• WORK ITEM:
Give back the records in full, with every line exactly as it was.

• LISTED RECORDS:
BEGIN

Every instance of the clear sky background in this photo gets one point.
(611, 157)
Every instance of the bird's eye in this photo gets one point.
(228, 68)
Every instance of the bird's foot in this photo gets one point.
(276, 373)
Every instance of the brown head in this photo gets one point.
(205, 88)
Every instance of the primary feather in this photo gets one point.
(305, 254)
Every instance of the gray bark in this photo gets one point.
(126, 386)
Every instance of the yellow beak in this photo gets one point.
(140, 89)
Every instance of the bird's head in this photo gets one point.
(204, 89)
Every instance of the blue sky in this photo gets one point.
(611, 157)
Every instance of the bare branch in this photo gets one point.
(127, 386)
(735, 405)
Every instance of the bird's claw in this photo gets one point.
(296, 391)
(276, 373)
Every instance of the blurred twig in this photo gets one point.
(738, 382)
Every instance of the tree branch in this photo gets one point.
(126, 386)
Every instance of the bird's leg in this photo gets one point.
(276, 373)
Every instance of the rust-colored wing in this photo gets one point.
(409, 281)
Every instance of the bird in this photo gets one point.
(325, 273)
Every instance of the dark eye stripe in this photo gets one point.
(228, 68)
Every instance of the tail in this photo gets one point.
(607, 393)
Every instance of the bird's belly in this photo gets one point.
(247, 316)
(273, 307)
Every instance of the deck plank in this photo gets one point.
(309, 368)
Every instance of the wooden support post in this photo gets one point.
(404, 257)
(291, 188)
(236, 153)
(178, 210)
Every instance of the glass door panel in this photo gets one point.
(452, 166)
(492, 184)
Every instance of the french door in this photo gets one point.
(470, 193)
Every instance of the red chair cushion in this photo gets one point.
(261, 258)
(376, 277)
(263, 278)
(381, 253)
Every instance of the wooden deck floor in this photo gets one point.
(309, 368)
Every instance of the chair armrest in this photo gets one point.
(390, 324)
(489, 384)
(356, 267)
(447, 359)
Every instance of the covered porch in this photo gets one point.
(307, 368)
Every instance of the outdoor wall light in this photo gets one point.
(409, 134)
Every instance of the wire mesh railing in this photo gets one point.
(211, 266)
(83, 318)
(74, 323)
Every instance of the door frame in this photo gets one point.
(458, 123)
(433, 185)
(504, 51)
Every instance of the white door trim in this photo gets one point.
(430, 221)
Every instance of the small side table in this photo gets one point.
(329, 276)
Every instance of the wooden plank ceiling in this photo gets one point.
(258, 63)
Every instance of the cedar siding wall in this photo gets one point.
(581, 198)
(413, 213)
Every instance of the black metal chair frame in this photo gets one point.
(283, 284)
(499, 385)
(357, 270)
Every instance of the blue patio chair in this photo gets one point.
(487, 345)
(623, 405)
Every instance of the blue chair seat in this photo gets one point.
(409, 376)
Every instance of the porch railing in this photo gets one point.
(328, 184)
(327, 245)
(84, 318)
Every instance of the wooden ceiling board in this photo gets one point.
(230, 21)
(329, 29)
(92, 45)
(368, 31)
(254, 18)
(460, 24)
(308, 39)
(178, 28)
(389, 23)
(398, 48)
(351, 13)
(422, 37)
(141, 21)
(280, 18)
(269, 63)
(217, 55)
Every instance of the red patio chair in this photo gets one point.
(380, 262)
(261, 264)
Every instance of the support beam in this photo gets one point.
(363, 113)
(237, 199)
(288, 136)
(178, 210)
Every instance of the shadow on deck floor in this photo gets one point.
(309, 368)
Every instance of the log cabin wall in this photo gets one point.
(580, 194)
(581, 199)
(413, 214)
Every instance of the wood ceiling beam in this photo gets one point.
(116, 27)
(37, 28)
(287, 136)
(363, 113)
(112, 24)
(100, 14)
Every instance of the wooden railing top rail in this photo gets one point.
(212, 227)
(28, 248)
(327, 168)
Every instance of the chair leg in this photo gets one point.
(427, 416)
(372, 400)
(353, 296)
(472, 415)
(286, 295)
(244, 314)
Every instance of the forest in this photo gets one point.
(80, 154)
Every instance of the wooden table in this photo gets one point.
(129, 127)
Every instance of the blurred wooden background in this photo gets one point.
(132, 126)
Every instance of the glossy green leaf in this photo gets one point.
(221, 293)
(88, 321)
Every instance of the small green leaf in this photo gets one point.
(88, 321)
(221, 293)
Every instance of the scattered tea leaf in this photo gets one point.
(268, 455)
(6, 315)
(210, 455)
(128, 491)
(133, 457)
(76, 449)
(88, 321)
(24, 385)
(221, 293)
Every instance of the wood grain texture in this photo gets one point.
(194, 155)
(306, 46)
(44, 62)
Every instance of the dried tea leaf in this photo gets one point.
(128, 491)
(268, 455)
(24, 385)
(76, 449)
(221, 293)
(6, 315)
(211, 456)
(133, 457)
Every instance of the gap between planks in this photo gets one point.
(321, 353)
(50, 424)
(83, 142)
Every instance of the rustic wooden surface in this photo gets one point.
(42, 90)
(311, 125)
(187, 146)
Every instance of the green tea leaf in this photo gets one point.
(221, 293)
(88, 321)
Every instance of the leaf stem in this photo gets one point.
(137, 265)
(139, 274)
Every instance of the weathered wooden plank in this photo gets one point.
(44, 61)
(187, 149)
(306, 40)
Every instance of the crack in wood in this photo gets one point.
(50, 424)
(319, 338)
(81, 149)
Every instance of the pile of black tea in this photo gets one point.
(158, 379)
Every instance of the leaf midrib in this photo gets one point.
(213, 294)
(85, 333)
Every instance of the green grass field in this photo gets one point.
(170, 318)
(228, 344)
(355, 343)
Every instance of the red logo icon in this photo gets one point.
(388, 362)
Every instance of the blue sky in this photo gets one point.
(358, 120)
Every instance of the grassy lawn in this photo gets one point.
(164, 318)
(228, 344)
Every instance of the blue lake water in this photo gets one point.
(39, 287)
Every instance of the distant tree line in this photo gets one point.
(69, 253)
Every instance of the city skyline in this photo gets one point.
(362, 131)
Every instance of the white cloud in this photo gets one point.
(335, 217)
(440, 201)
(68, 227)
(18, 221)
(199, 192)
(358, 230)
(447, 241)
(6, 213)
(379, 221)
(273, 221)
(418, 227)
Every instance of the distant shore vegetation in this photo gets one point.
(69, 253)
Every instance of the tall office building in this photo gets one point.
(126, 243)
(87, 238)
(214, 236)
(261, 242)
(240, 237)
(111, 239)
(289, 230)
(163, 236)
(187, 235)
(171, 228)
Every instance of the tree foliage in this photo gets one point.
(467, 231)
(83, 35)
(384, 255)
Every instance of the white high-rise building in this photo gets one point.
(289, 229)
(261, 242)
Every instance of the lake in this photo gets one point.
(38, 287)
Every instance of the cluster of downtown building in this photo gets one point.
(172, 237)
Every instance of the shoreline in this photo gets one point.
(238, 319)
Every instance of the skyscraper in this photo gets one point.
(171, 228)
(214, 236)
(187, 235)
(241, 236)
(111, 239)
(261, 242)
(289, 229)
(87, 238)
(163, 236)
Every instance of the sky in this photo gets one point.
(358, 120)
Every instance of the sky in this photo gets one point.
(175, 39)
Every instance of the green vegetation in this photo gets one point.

END

• ANSWER SECTION:
Every instance of the clear sky background in this photo gets one point.
(611, 157)
Every instance of the bird's eye in this photo gets one point.
(228, 68)
Every instance of the bird's foot in this photo gets one point.
(276, 373)
Every instance of the brown head in this photo gets one point.
(205, 88)
Every instance of the primary feather in this photo gets one point.
(305, 254)
Every instance of the gray bark in this photo gets one point.
(126, 386)
Every instance of the yellow beak in this photo gets one point.
(140, 89)
Every instance of the bird's head in this photo gets one point.
(204, 89)
Every instance of the blue sky in this photo gets one point.
(611, 157)
Every instance of the bare branch in this photo gets one point.
(127, 386)
(735, 405)
Every instance of the bird's claw in this photo gets one point.
(296, 391)
(276, 373)
Every instance of the blurred twig in this photo gets one point.
(738, 382)
Every instance of the tree branch in this photo gets one point.
(126, 386)
Every instance of the bird's leg in this photo gets one point.
(276, 373)
Every instance of the rust-colored wing in this photo gets one point.
(409, 281)
Every instance of the bird in this photo gets one point.
(325, 273)
Every instance of the dark eye stripe in this photo gets one point.
(228, 68)
Every instance of the tail in this photo gets one point.
(607, 393)
Every instance of the bird's belly in this photo gets one point.
(247, 316)
(273, 307)
Every instance of the deck plank in this photo gets one point.
(309, 368)
Every instance of the wooden support post in this photo gets one point.
(404, 257)
(291, 188)
(236, 153)
(178, 210)
Every instance of the glass door panel in this photo gets one point.
(452, 166)
(492, 184)
Every instance of the french door in this photo gets one point.
(470, 193)
Every instance of the red chair cushion in this photo gets one point.
(261, 258)
(376, 277)
(263, 278)
(381, 253)
Every instance of the wooden deck floor in this photo gets one point.
(309, 368)
Every instance of the chair armrest in this photo gets one point.
(390, 324)
(489, 384)
(356, 267)
(447, 359)
Every instance of the covered porch in this photo gets one point.
(307, 368)
Every instance of the outdoor wall light in this photo gets one point.
(409, 134)
Every instance of the wire mesh railing in this photo gets one point.
(211, 266)
(83, 318)
(74, 323)
Every instance of the door frame in this photo gets one point.
(458, 123)
(433, 185)
(504, 51)
Every instance of the white door trim in this photo gets one point.
(430, 221)
Every instance of the small side table in this photo gets one point.
(329, 276)
Every instance of the wooden plank ceiling in this photo gets one point.
(258, 63)
Every instance of the cedar siding wall in this photo gets one point.
(581, 198)
(413, 213)
Every instance of the black metal chair frame in this photo gets one point.
(283, 284)
(499, 385)
(357, 270)
Every instance of the blue patio chair in this photo gets one point.
(487, 345)
(623, 405)
Every instance of the blue chair seat in this photo gets one point.
(409, 376)
Every instance of the porch railing in this photo gets one point.
(328, 184)
(327, 245)
(84, 318)
Every instance of the wooden ceiling board in this photo gets one point.
(230, 21)
(329, 29)
(92, 45)
(368, 31)
(254, 18)
(460, 24)
(308, 39)
(178, 28)
(389, 23)
(398, 48)
(351, 13)
(422, 37)
(141, 21)
(280, 18)
(269, 63)
(217, 55)
Every instance of the red patio chair in this photo gets one point.
(380, 262)
(261, 264)
Every instance of the support beam in this photo gets one point.
(363, 113)
(237, 199)
(288, 136)
(178, 210)
Every instance of the shadow on deck floor in this photo gets one point.
(309, 368)
Every instance of the log cabin wall in this photo gets one point.
(580, 194)
(581, 199)
(413, 214)
Every instance of the wood ceiling beam in this photo gets one point.
(116, 27)
(37, 28)
(287, 136)
(363, 113)
(112, 24)
(100, 14)
Every instance of the wooden railing top rail in this photo gets one point.
(212, 227)
(28, 248)
(327, 168)
Every instance of the chair leg in this photo gets one point.
(427, 416)
(372, 400)
(353, 296)
(472, 415)
(286, 295)
(244, 314)
Every instance of the forest in this photo gets one point.
(80, 154)
Every instance of the wooden table in this photo gets one point.
(129, 127)
Every instance of the blurred wooden background in this photo gets one point.
(132, 126)
Every instance of the glossy green leaf in this photo gets one point.
(221, 293)
(88, 321)
Every instance of the small green leaf in this photo gets one point.
(88, 321)
(221, 293)
Every instance of the scattered tea leaf in this photo gets one point.
(268, 455)
(6, 315)
(210, 455)
(128, 491)
(133, 457)
(76, 449)
(88, 321)
(24, 385)
(221, 293)
Every instance of the wood grain texture in this photo gets one point.
(194, 155)
(306, 46)
(44, 62)
Every instance of the dried tea leaf in this photo gets one point.
(128, 491)
(268, 455)
(24, 385)
(76, 449)
(221, 293)
(6, 315)
(211, 456)
(133, 457)
Every instance of the gap between planks in this photo gets one point.
(321, 353)
(50, 424)
(83, 142)
Every instance of the rustic wooden surface in this photo gets one point.
(42, 90)
(311, 125)
(187, 146)
Every instance of the green tea leaf in this photo gets one point.
(221, 293)
(88, 321)
Every instance of the leaf stem in this photo gets one point.
(137, 265)
(139, 274)
Every instance of the weathered wooden plank in this photo gets one point.
(44, 61)
(187, 149)
(306, 40)
Every instance of the crack in wood in this photo gets one point.
(50, 424)
(319, 338)
(81, 149)
Every instance of the pile of black tea in this photo gets one point.
(158, 379)
Every instance of the leaf midrib in this photo gets one point.
(213, 294)
(85, 333)
Every instance of the green grass field in this photo gets one point.
(170, 318)
(228, 344)
(355, 343)
Every instance of the red logo icon in this photo gets one point.
(388, 362)
Every instance of the blue sky in this photo gets one point.
(358, 120)
Every instance of the grassy lawn in this photo gets one point.
(164, 318)
(228, 344)
Every instance of the blue lake water in this photo gets one point.
(39, 287)
Every instance of the distant tree line in this photo gets one point.
(69, 253)
Every instance of the city skyline in this photo gets one point.
(362, 131)
Every instance of the white cloud in this photo gets one point.
(335, 217)
(440, 201)
(68, 227)
(18, 221)
(199, 192)
(358, 230)
(447, 241)
(6, 213)
(379, 221)
(273, 221)
(418, 227)
Every instance of the distant shore vegetation in this photo gets one point.
(69, 253)
Every instance of the tall office building in this photo gets one point.
(126, 243)
(87, 238)
(214, 236)
(261, 242)
(240, 237)
(111, 239)
(289, 230)
(163, 236)
(187, 235)
(171, 228)
Every instance of the tree foliage in this photo gets one point.
(467, 231)
(83, 35)
(384, 255)
Every instance of the white high-rise building in this photo gets one point.
(289, 229)
(261, 242)
Every instance of the lake in this photo gets one point.
(38, 287)
Every instance of the cluster of downtown building in this photo gets one point.
(172, 237)
Every instance of the shoreline in this photo gets one point.
(238, 319)
Every instance of the skyscraper in this photo gets one point.
(171, 228)
(214, 236)
(187, 235)
(241, 236)
(111, 239)
(261, 242)
(289, 229)
(87, 238)
(163, 236)
Every instance of the sky in this photo gets one point.
(358, 120)
Every instance of the sky in this photo gets one point.
(175, 39)
Every instance of the green vegetation in this photo gets one point.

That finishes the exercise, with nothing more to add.